* [Page]
>>>

Ed Whitley, Global Head of Content Strategy and Partnerships

Ed Whitley, Global Head of Content Strategy and Partnerships
Ed Whitley, Global Head of Content Strategy and Partnerships

What's your role at Bridgeman Images?

I work closely with our 2,500 Content Partners from around the world. As an image archive, the heart of our organization is the content we hold and our Content Partners who provide it. I ensure we fulfil their expectations. This includes revenue generation, global exposure and helping simplify their internal workflows. 

The other critical part of my role is to set our strategy each year to fill content gaps and identify new partners we would love to represent. We factor in the market trends the sales teams are experiencing, general projections of image themes, plus analysis of searches on our websites. 

I've worked at Bridgeman Images for many years in different countries, in both sales and content. So I can look at our content strategy from multiple territorial and industry perspectives. I started in our London office and relocated to our New York office in 2000.

What do you love most about your job? 

The 3 Cs: content partners, clients, content.

<<<

[Records from a point labeling set]
>>>

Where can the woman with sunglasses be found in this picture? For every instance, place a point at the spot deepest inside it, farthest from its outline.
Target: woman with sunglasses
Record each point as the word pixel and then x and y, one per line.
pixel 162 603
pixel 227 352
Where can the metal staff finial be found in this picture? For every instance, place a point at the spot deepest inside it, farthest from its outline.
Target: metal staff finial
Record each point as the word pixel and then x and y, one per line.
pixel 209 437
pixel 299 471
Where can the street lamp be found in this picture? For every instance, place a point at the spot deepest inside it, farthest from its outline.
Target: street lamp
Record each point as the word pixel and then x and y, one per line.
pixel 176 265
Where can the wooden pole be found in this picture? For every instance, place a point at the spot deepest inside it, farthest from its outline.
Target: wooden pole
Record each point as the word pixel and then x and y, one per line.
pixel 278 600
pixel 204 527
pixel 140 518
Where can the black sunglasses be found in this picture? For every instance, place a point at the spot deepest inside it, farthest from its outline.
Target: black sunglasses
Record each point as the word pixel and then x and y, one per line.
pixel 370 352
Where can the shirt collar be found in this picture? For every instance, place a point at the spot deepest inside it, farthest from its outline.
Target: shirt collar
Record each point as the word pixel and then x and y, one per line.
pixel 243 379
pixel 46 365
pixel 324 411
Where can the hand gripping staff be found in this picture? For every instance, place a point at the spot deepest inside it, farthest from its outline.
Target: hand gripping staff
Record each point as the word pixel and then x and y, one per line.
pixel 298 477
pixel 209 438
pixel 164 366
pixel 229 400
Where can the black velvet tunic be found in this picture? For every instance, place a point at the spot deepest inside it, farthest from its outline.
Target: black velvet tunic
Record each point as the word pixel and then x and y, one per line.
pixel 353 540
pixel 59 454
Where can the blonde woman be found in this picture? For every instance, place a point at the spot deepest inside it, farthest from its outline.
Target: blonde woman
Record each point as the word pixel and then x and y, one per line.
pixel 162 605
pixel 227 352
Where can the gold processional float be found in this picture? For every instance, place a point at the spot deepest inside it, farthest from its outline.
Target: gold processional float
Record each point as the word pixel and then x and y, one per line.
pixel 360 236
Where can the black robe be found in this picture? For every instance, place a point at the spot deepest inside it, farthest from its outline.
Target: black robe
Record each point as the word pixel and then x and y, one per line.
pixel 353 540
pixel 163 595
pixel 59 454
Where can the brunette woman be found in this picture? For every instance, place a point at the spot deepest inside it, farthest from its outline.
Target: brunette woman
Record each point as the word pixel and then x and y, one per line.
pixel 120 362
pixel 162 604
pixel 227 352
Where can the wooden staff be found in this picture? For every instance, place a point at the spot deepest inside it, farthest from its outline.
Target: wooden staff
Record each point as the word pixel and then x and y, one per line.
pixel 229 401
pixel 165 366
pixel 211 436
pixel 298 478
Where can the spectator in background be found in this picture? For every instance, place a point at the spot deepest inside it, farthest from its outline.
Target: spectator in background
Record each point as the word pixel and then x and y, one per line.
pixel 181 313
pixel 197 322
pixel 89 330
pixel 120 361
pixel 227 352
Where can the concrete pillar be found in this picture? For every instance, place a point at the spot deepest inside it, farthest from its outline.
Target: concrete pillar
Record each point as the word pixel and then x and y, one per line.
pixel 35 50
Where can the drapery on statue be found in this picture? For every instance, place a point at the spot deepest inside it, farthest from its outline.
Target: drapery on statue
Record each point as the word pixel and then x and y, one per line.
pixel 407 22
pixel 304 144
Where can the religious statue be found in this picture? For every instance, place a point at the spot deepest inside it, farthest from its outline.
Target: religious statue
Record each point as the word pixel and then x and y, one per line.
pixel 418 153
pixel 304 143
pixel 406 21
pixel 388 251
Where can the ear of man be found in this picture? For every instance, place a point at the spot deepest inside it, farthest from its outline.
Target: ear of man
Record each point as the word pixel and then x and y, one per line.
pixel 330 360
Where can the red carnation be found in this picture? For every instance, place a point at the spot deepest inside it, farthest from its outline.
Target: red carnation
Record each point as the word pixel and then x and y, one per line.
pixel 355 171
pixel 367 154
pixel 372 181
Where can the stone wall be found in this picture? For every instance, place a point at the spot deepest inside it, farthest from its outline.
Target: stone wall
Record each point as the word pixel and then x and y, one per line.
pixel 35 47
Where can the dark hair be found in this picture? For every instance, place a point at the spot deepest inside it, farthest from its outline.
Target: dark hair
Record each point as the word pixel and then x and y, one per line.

<<<

* [Task details] Retype the passage of the Ed Whitley interview between "The other critical" and "on our websites.", inclusive.

* [Result]
The other critical part of my role is to set our strategy each year to fill content gaps and identify new partners we would love to represent. We factor in the market trends the sales teams are experiencing, general projections of image themes, plus analysis of searches on our websites.